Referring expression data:
━━━
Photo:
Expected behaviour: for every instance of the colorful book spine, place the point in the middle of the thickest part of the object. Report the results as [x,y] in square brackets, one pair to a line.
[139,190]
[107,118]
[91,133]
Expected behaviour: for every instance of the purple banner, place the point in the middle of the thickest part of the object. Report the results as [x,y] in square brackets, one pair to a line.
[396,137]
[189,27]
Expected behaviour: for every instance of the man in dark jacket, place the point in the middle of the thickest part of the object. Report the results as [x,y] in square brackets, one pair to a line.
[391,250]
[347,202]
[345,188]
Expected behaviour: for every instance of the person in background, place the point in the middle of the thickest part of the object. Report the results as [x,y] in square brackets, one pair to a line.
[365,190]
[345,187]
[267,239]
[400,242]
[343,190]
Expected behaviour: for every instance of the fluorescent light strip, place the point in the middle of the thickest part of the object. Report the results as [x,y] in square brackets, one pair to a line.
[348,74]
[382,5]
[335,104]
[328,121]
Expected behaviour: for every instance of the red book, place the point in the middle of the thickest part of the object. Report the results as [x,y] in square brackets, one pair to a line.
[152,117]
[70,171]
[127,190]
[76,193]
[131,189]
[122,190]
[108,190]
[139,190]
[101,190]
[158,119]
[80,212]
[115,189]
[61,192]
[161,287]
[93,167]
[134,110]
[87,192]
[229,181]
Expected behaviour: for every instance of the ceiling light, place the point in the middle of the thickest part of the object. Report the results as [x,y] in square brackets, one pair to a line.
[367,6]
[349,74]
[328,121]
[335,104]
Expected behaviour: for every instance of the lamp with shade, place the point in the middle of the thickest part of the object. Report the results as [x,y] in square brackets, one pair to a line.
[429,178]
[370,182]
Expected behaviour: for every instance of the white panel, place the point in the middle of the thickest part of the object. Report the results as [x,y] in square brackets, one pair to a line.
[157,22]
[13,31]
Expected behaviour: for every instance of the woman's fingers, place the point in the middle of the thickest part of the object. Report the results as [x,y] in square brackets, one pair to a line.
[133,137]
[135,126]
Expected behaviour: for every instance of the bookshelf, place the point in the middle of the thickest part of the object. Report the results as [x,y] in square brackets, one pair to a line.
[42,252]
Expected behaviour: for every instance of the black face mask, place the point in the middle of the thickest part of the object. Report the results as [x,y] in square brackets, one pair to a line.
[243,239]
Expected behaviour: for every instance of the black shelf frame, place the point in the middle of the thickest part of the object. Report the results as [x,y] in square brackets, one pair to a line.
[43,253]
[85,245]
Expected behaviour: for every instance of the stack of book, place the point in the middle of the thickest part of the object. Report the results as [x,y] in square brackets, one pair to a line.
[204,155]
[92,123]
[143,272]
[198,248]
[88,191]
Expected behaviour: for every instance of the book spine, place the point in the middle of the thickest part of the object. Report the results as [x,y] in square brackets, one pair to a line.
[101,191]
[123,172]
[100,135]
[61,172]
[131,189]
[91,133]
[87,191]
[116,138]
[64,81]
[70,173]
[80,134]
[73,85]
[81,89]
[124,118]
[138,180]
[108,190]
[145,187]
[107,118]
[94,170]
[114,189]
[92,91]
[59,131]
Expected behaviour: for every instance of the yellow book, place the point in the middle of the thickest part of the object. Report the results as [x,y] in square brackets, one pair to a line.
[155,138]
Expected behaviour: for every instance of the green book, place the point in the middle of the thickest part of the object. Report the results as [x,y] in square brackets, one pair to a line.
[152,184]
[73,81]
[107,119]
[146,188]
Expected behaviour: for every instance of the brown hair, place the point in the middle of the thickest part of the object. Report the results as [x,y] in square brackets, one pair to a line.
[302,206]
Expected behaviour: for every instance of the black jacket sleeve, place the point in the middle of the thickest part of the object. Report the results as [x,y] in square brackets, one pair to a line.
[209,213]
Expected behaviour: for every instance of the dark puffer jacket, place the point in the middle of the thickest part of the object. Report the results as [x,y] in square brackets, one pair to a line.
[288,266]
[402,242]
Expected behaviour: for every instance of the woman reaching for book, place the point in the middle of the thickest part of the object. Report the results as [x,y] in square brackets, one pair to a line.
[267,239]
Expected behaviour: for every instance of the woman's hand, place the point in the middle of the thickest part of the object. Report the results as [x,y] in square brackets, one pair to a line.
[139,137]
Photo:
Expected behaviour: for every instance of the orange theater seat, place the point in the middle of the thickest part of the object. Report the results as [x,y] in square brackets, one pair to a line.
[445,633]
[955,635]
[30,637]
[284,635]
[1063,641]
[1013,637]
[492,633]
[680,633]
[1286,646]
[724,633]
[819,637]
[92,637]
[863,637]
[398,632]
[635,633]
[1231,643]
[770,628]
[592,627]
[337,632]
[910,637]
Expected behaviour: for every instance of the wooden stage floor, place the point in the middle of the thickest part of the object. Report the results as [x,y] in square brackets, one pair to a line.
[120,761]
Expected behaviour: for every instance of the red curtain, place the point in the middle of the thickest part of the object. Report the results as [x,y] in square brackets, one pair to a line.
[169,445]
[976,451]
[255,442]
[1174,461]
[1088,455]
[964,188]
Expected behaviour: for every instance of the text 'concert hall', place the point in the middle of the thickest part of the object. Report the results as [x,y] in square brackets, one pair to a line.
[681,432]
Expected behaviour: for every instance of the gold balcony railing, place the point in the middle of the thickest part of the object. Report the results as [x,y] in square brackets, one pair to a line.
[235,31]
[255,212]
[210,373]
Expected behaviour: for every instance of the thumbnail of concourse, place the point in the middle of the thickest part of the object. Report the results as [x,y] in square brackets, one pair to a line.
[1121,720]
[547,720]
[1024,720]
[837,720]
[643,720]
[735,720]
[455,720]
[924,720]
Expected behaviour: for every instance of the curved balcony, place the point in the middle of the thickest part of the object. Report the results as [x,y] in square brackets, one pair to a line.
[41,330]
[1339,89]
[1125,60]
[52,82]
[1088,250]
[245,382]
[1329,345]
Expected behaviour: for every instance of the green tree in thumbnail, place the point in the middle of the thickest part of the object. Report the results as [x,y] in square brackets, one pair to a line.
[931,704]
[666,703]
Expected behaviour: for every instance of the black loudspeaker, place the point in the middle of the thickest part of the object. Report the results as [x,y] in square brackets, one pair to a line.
━━━
## Exercise objective
Each entry above must be repeated exactly, with nothing dropped.

## Answer below
Photo:
Expected behaviour: for every instance of the colorful book spine, place the point in the middle of the thickest part of the object. Report the results as [x,y] in square brackets, one pair to a line.
[139,190]
[107,118]
[91,133]
Expected behaviour: for every instance of the purple banner, place the point in the middle of the thickest part of the object. Report the results as [x,y] in square brackets, one pair to a line.
[396,137]
[189,27]
Expected behaviour: for every instance of the man in dark jacket, place the point in the middle of the thickest part of the object. Report the results as [x,y] in square brackets, one pair to a line.
[391,250]
[347,202]
[345,188]
Expected behaviour: for every instance of the person in background, place the point in the middle of the thickest part of the object. Report the results as [x,y] in square brackets, one pair to a line.
[365,190]
[345,187]
[267,239]
[400,242]
[343,190]
Expected behaviour: for every instance of the fluorescent light strip, place the point in the middle of the thickest part of the object. Report the results as [x,y] in square brackets, one pair to a line.
[348,74]
[382,5]
[335,104]
[328,121]
Expected behaviour: for every instance of the red book, place the point in the middle of the thickest part of the object. Report the results as [x,y] in square brackets, one pair to a line.
[152,117]
[70,171]
[127,190]
[76,193]
[131,189]
[122,190]
[108,190]
[139,190]
[101,190]
[158,119]
[80,212]
[115,189]
[61,192]
[161,287]
[93,167]
[134,110]
[87,192]
[229,181]
Expected behaviour: for every instance of the ceiling light, place the point in the middle of the thickest part of the object. Report the results as [x,y] in square brackets, one pair to a line.
[367,6]
[349,74]
[328,121]
[335,104]
Expected behaviour: for every instance of the lamp with shade, place the point in the middle of the thickest part of the object. Report the results as [x,y] in square brackets, one pair to a line.
[429,178]
[370,182]
Expected behaviour: for every instance of the white panel, place the point in the middle of the thickest part of the object. Report the results as [x,y] in square brackets, one pair to a line.
[157,22]
[13,31]
Expected behaviour: for every instance of the woman's fingers, place the point in the middle of the thickest part of the object. Report the results as [x,y] in square brackets, one pair to a line.
[133,137]
[135,126]
Expected behaviour: for every instance of the bookshelf, place the point in the middle of the thickest part of the object. Report the results as [x,y] in square brackets, one pair to a line.
[42,252]
Expected behaviour: for every instance of the black face mask, place the point in the middle of the thickest part of the object. Report the results as [x,y] in square brackets, one pair to a line.
[243,239]
Expected behaviour: for every instance of the black shelf frame, place the point in the middle of the thickest part of the object. Report the results as [x,y] in square brackets, one pair to a line.
[43,253]
[85,245]
Expected behaviour: for every instance of the stack of book, place the point in the middle of the thickest part of the object. Report the results as [x,y] in square brackets, one pair to a line.
[204,155]
[92,123]
[143,272]
[198,248]
[88,191]
Expected behaviour: for every instance of the book spine, place the point in the middle of the thickest part of the object. Report the results as [x,y] in square brackets, one pair to a line.
[101,191]
[123,172]
[100,135]
[61,172]
[131,189]
[91,133]
[87,191]
[116,138]
[64,81]
[70,173]
[80,134]
[73,85]
[81,89]
[124,118]
[138,180]
[108,190]
[145,187]
[107,118]
[94,170]
[114,189]
[92,91]
[59,131]
Expected behaviour: for every instance of the yellow book, place the point in the middle of the thickest part of the object. Report the results as [x,y] in square brackets, one pair to a line.
[155,138]
Expected behaviour: for every instance of the green book, place the point in the middle of the thickest part of the object. Report the results as [x,y] in square brackets, one pair to a line.
[152,184]
[73,81]
[107,119]
[146,188]
Expected behaviour: for every instance of the brown hair, place the point in the middle of the thickest part of the object. Report the results as [x,y] in square brackets, one pair to a line.
[302,206]
Expected behaviour: for every instance of the black jacket sleeve, place the point in the middle of the thickest part of the object. Report the results as [x,y] in square brackets, one pair to a line.
[209,213]
Expected behaviour: for every instance of the dark puffer jacket, place the point in the middle of the thickest part of the object. Report the results as [x,y] in square brackets, one pair to a line.
[288,266]
[402,242]
Expected behaviour: for every instance of the woman reaching for book, place the point in the middle of the thickest part of the object. Report the results as [x,y] in square brackets, one pair to a line.
[267,239]
Expected behaviour: for every instance of the woman's hand, place the point in the middle of the thickest part of the object. Report the results as [x,y] in square brackets, one pair to a line.
[139,137]
Photo:
Expected behaviour: for every instance of the orange theater seat, place the point in the middle of the thickest part of the object. Report the results as [x,y] in square brackets, one pair to a line.
[445,633]
[955,635]
[30,637]
[284,635]
[1063,641]
[1013,637]
[492,633]
[680,633]
[1286,646]
[724,633]
[819,637]
[92,637]
[863,637]
[398,632]
[635,633]
[1231,643]
[770,628]
[592,627]
[337,632]
[910,637]
Expected behaviour: for every instance of the wooden stage floor, place the point in the middle of the thickest part of the object. Report the results as [x,y] in square brackets, one pair to a line.
[120,761]
Expected behaviour: for every instance of the red curtain, place the point in the middle of the thickest part of the object. Report the results as [x,y] in square brackets, one pair to a line.
[169,445]
[976,451]
[255,442]
[1174,461]
[1088,455]
[964,188]
Expected behaviour: for every instance of the text 'concert hall', place the point in the middle of the thickest part of the object. Report the results as [x,y] in square brackets, one pair to a line.
[681,432]
Expected behaviour: for every instance of the gold balcony railing, place the point in the middle of the thickest part of the object. Report the results as [x,y] in square brackets, one pair to a line.
[235,31]
[255,212]
[210,373]
Expected behaviour: for every instance of the thumbnail of concourse, place the point in the middle of the thickest part of the object. Report the results as [x,y] in square brackets, one pair to a line.
[1121,720]
[547,720]
[1024,720]
[837,720]
[643,720]
[735,720]
[455,720]
[924,720]
Expected behaviour: for every instance of the curved balcony, place the point in the middle of the thickest part of the object. Report the results as [x,y] in square brackets, one pair to a line.
[41,330]
[1339,89]
[1125,60]
[52,82]
[1088,250]
[245,382]
[1329,345]
Expected behaviour: for every instance of the green tree in thumbnail, place the point in the middle of the thickest part of the object. Report the results as [x,y] in square brackets, one pair to a line.
[931,704]
[666,703]
Expected behaviour: for every instance of the black loudspeaker, place the point in the middle of the thickest part of the object. Report the results as [x,y] in square brackets, one pair to a line.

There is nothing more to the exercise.